■ **Extracted entries**
• • • • • • •

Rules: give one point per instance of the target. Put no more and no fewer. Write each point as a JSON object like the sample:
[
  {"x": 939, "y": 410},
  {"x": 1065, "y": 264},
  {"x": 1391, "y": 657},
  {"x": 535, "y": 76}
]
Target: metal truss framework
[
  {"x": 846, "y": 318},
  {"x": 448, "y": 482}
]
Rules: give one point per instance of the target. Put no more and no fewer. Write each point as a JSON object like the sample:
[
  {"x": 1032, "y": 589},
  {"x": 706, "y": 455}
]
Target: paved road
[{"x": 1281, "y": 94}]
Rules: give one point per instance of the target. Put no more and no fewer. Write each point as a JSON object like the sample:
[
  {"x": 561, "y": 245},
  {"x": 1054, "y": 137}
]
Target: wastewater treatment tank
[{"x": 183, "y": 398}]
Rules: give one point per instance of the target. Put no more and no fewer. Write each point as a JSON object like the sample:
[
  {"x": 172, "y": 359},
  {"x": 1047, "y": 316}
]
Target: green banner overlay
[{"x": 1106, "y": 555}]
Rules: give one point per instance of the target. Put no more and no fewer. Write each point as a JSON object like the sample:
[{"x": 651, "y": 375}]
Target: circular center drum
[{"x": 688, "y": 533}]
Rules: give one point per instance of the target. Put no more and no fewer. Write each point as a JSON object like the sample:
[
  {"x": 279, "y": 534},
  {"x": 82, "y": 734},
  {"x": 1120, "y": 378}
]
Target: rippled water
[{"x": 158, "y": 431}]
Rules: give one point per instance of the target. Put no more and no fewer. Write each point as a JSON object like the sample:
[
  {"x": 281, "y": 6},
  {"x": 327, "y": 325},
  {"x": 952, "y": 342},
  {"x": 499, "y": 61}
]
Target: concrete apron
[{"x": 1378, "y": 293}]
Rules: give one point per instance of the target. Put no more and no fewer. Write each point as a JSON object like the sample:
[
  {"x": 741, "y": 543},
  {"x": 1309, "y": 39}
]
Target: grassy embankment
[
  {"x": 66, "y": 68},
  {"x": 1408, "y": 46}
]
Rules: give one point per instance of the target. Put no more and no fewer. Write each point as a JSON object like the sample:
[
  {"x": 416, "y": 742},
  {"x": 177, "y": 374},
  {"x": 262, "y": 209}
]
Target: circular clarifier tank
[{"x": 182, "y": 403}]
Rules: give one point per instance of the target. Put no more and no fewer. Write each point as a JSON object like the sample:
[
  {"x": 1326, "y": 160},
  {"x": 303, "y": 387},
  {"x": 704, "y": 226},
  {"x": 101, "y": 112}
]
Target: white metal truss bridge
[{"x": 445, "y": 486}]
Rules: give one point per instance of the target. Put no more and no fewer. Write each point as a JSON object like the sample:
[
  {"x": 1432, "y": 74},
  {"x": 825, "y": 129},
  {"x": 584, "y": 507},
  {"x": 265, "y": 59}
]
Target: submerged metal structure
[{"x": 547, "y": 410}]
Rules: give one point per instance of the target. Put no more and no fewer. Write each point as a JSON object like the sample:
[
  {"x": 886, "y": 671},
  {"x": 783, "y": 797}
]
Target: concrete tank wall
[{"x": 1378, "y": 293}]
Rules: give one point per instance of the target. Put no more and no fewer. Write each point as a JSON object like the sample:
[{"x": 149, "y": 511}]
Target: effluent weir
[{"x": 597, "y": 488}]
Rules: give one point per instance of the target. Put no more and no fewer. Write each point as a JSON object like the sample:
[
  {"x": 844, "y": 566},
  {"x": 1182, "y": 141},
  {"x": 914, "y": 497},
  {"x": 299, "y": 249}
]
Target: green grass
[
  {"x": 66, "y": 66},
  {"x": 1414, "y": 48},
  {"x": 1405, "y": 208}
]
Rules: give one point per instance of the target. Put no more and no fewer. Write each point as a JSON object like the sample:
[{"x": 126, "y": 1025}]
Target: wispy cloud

• • • • • • •

■ **Required work**
Write the whole listing out again. Keep every line exactly as it is.

■ **Solution to this task**
Rules: give one point per instance of the target. Put no more and no fewer. Write each point as a JSON object like the sample:
[
  {"x": 939, "y": 410},
  {"x": 1065, "y": 264},
  {"x": 1391, "y": 657},
  {"x": 535, "y": 76}
]
Target: metal truss framework
[
  {"x": 846, "y": 318},
  {"x": 448, "y": 482}
]
Rules: give one point per instance of the target. Put no more and no fewer. Write each point as a JSON object like the sample:
[
  {"x": 1032, "y": 589},
  {"x": 706, "y": 455}
]
Target: paved road
[{"x": 1281, "y": 94}]
Rules: give one point per instance of the target. Put no more and no fewer. Write each point as a JSON object like the sample:
[
  {"x": 561, "y": 245},
  {"x": 1054, "y": 137}
]
Target: wastewater treatment tank
[{"x": 183, "y": 398}]
Rules: give one point per instance of the target. Put no more and no fewer. Write each point as a JSON object like the sample:
[
  {"x": 172, "y": 359},
  {"x": 1047, "y": 316}
]
Target: green banner overlay
[{"x": 1106, "y": 555}]
Rules: give one point per instance of the target. Put no more and no fewer. Write each point as a JSON object like the sample:
[{"x": 651, "y": 375}]
Target: circular center drum
[{"x": 688, "y": 533}]
Rules: give one point per instance of the target. Put no more and no fewer. Write each point as a JSON object like the sample:
[
  {"x": 279, "y": 534},
  {"x": 82, "y": 734},
  {"x": 1120, "y": 378}
]
Target: rippled water
[{"x": 158, "y": 431}]
Rules: give one point per instance of the target. Put no more and no fewer. Write each point as a JSON object like the sample:
[
  {"x": 281, "y": 6},
  {"x": 327, "y": 325},
  {"x": 952, "y": 342},
  {"x": 499, "y": 61}
]
Target: concrete apron
[{"x": 1378, "y": 293}]
Rules: give one point per instance of the target. Put no more and no fewer. Write each point as a JSON object like the sample:
[
  {"x": 741, "y": 543},
  {"x": 1309, "y": 39}
]
Target: grassy embankment
[
  {"x": 66, "y": 68},
  {"x": 1408, "y": 46}
]
Rules: give one point per instance of the target. Put no more and no fewer. Write each point as a JSON object like the sample:
[
  {"x": 416, "y": 742},
  {"x": 177, "y": 374},
  {"x": 262, "y": 209}
]
Target: circular clarifier tank
[{"x": 182, "y": 403}]
Rules: give one point per instance of the target. Put no more and no fewer. Write each point as a JSON object like the sample:
[
  {"x": 1326, "y": 160},
  {"x": 303, "y": 387},
  {"x": 704, "y": 226},
  {"x": 101, "y": 112}
]
Target: white metal truss bridge
[{"x": 445, "y": 486}]
Rules: give one point per instance of the target. Put no more and no fewer. Write each point as a JSON object like the sample:
[
  {"x": 1432, "y": 74},
  {"x": 825, "y": 129},
  {"x": 584, "y": 507},
  {"x": 265, "y": 59}
]
Target: submerged metal structure
[{"x": 547, "y": 410}]
Rules: give one point per instance of the target. Put no more and no fewer. Write each point as a JSON object like the sample:
[
  {"x": 886, "y": 671},
  {"x": 783, "y": 797}
]
Target: concrete tank wall
[{"x": 1378, "y": 293}]
Rules: give one point per instance of the target. Put no more and no fewer. Write each point as a JSON object like the sample:
[{"x": 149, "y": 511}]
Target: effluent weir
[{"x": 597, "y": 488}]
Rules: give one point per instance of the target. Put no more and no fewer. Write each point as a JSON object like the sample:
[
  {"x": 844, "y": 566},
  {"x": 1182, "y": 141},
  {"x": 914, "y": 497},
  {"x": 299, "y": 249}
]
Target: green grass
[
  {"x": 66, "y": 66},
  {"x": 1414, "y": 48},
  {"x": 1405, "y": 208}
]
Rules: give one point per instance of the target. Put no more and no fewer. Write each point as a JSON object like the sample:
[{"x": 126, "y": 1025}]
Target: wispy cloud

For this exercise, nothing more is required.